[Image region labeling listing]
☆ ☆ ☆

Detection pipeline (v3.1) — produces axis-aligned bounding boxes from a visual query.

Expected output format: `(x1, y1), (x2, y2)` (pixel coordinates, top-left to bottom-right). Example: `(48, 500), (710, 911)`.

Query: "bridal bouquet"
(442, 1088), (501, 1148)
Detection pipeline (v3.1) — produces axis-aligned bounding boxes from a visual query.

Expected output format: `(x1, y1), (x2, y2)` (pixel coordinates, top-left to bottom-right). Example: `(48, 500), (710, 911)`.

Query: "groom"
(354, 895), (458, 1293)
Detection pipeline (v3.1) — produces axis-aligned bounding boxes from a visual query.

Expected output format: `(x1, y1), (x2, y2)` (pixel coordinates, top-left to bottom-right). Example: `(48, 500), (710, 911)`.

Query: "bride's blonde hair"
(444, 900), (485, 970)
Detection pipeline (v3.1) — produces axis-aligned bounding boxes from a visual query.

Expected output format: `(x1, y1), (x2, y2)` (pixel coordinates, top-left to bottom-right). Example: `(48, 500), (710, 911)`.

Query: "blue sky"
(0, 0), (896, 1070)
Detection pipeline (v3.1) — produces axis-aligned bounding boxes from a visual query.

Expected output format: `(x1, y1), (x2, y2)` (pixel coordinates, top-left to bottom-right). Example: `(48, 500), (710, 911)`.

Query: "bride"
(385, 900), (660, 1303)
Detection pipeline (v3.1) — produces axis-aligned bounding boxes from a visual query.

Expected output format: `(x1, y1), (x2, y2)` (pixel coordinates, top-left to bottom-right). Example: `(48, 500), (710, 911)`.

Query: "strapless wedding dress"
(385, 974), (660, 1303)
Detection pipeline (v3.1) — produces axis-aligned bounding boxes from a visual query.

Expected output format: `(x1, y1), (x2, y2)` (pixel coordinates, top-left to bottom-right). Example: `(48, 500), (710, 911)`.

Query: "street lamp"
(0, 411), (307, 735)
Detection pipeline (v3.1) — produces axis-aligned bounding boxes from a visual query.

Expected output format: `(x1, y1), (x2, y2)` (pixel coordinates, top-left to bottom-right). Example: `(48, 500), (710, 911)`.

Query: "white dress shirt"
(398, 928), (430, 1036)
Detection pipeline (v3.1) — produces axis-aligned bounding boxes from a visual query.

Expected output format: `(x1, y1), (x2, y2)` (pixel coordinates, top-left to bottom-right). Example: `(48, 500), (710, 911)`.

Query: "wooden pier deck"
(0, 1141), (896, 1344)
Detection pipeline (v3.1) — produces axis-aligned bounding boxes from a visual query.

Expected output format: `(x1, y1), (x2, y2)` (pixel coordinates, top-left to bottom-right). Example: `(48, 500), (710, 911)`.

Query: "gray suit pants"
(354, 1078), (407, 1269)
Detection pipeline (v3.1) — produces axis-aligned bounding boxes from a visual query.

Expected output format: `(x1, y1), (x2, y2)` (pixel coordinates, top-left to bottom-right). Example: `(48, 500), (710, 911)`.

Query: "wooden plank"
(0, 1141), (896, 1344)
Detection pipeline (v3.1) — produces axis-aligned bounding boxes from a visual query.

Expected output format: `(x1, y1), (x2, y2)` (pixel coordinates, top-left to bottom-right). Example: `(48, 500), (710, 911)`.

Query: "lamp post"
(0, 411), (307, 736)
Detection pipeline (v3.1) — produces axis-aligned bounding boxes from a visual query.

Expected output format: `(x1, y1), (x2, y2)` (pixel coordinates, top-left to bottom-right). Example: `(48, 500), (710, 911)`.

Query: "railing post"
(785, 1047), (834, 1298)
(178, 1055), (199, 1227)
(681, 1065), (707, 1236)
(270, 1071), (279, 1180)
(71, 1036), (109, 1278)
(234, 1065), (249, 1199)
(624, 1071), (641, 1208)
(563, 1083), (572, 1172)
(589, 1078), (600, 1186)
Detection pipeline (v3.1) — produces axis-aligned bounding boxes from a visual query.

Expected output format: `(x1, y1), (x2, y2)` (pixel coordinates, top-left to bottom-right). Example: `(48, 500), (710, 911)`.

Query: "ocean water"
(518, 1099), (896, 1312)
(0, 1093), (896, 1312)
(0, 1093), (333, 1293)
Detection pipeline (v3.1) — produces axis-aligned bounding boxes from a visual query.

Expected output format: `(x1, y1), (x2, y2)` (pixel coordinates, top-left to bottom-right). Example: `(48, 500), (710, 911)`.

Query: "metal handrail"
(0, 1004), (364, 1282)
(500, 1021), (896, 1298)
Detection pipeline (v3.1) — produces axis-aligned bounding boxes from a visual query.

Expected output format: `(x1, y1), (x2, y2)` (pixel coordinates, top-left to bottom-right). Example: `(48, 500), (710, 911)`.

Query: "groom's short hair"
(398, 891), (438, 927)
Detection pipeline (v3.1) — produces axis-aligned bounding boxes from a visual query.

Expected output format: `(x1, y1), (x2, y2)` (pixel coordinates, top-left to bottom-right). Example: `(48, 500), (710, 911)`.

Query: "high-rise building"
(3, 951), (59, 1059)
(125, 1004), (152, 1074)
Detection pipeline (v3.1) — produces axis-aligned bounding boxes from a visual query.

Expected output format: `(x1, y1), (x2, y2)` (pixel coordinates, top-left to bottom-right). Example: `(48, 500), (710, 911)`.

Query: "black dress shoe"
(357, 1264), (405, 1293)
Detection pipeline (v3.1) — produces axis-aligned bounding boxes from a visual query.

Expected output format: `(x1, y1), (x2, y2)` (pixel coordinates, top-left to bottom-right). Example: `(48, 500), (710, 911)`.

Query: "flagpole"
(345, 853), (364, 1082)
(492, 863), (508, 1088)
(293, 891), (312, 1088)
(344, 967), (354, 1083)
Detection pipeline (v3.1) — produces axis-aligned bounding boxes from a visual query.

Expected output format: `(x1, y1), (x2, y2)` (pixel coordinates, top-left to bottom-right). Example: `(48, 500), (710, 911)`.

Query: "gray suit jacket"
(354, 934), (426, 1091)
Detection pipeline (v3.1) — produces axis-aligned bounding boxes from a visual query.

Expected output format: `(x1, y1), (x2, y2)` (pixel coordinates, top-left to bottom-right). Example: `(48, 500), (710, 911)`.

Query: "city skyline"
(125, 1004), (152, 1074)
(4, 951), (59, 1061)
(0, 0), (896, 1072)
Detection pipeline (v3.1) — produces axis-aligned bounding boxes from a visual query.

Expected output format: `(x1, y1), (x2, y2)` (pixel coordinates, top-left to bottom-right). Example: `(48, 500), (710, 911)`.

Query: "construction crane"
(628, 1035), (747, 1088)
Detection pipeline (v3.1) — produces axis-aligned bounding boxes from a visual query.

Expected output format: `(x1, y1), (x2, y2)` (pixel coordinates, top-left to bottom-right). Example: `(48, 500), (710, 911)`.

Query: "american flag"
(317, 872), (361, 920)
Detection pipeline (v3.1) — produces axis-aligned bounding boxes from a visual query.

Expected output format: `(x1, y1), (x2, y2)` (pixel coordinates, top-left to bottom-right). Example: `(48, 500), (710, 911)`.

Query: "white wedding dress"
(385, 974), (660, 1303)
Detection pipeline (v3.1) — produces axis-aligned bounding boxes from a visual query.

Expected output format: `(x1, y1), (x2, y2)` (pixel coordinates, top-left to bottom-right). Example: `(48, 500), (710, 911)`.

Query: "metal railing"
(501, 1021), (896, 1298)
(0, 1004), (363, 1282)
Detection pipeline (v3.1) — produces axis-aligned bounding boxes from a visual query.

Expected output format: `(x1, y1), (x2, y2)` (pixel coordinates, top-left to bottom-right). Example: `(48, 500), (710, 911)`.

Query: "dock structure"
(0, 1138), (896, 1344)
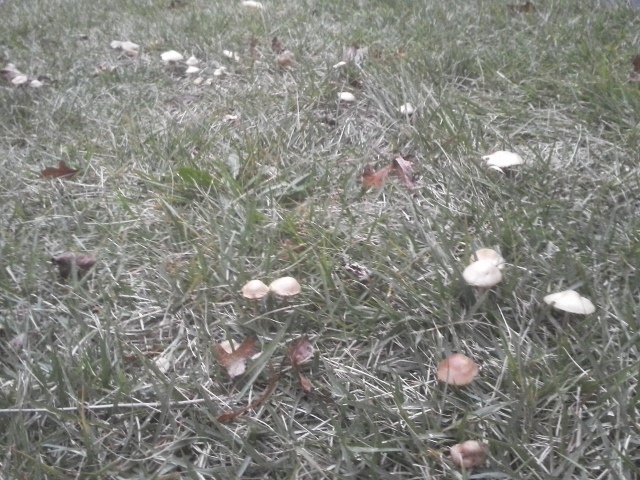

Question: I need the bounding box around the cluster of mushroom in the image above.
[437,353,489,469]
[462,248,596,315]
[452,248,596,469]
[242,277,302,300]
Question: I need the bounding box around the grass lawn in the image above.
[0,0,640,480]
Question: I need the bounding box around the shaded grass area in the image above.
[0,1,640,479]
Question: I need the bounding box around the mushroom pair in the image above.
[242,277,302,300]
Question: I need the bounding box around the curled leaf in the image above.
[289,335,313,367]
[362,157,415,191]
[42,160,79,179]
[51,252,97,278]
[450,440,489,469]
[297,372,313,393]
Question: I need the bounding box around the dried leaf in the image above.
[271,37,286,53]
[218,365,280,423]
[42,160,79,179]
[449,440,489,470]
[362,165,393,188]
[216,337,257,380]
[289,335,313,367]
[362,157,415,191]
[51,252,97,278]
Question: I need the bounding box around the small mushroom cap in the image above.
[476,248,506,270]
[160,50,184,63]
[218,340,240,353]
[269,277,302,297]
[242,280,269,300]
[462,260,502,288]
[338,92,356,102]
[482,150,524,168]
[398,103,416,115]
[543,290,596,315]
[438,353,479,387]
[449,440,489,469]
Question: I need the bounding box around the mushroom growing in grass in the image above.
[269,277,302,297]
[160,50,184,65]
[462,260,502,294]
[475,248,506,270]
[437,353,479,387]
[242,280,269,316]
[482,150,524,173]
[543,290,596,323]
[398,103,416,117]
[242,280,269,300]
[449,440,489,469]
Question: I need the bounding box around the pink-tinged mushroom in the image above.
[438,353,479,387]
[449,440,489,470]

☆ ☆ ☆

* **Exercise brief**
Rewrite the listing as a JSON list of strings, starting at the line containing "Question: I need the bounding box around the curled" and continuing through the end of the listing. Give one string per line and leave out any blank lines.

* **Result of the task**
[
  "Question: I need the bounding box around the curled leaf in the image above.",
  "[289,335,313,367]",
  "[362,157,415,191]",
  "[42,160,79,179]",
  "[51,252,97,278]",
  "[450,440,489,469]",
  "[297,372,313,393]",
  "Question: I need the bounding box around the dried leaf in the image above.",
  "[271,37,286,53]",
  "[218,365,280,423]",
  "[42,160,79,179]",
  "[449,440,489,470]",
  "[362,165,393,188]",
  "[216,337,257,380]",
  "[289,335,313,367]",
  "[362,157,415,191]",
  "[51,252,97,278]",
  "Question: I need the bounding box around the small mushroom cap in the image above.",
  "[476,248,506,270]",
  "[160,50,184,63]",
  "[218,340,240,353]",
  "[269,277,302,297]",
  "[242,280,269,300]",
  "[462,260,502,288]",
  "[338,92,356,102]",
  "[482,150,524,168]",
  "[398,103,416,115]",
  "[543,290,596,315]",
  "[438,353,479,387]",
  "[449,440,489,469]",
  "Question: I need the bounding box around the mushroom growing in grass in the image above.",
  "[269,277,302,297]",
  "[160,50,184,65]",
  "[462,260,502,294]",
  "[475,248,506,270]",
  "[437,353,479,387]",
  "[242,280,269,316]",
  "[482,150,524,173]",
  "[543,290,596,323]",
  "[398,103,416,117]",
  "[242,280,269,300]",
  "[449,440,489,469]",
  "Question: I need the bounding box around the pink-tinged mushroom in the image above.",
  "[438,353,479,387]",
  "[449,440,489,470]"
]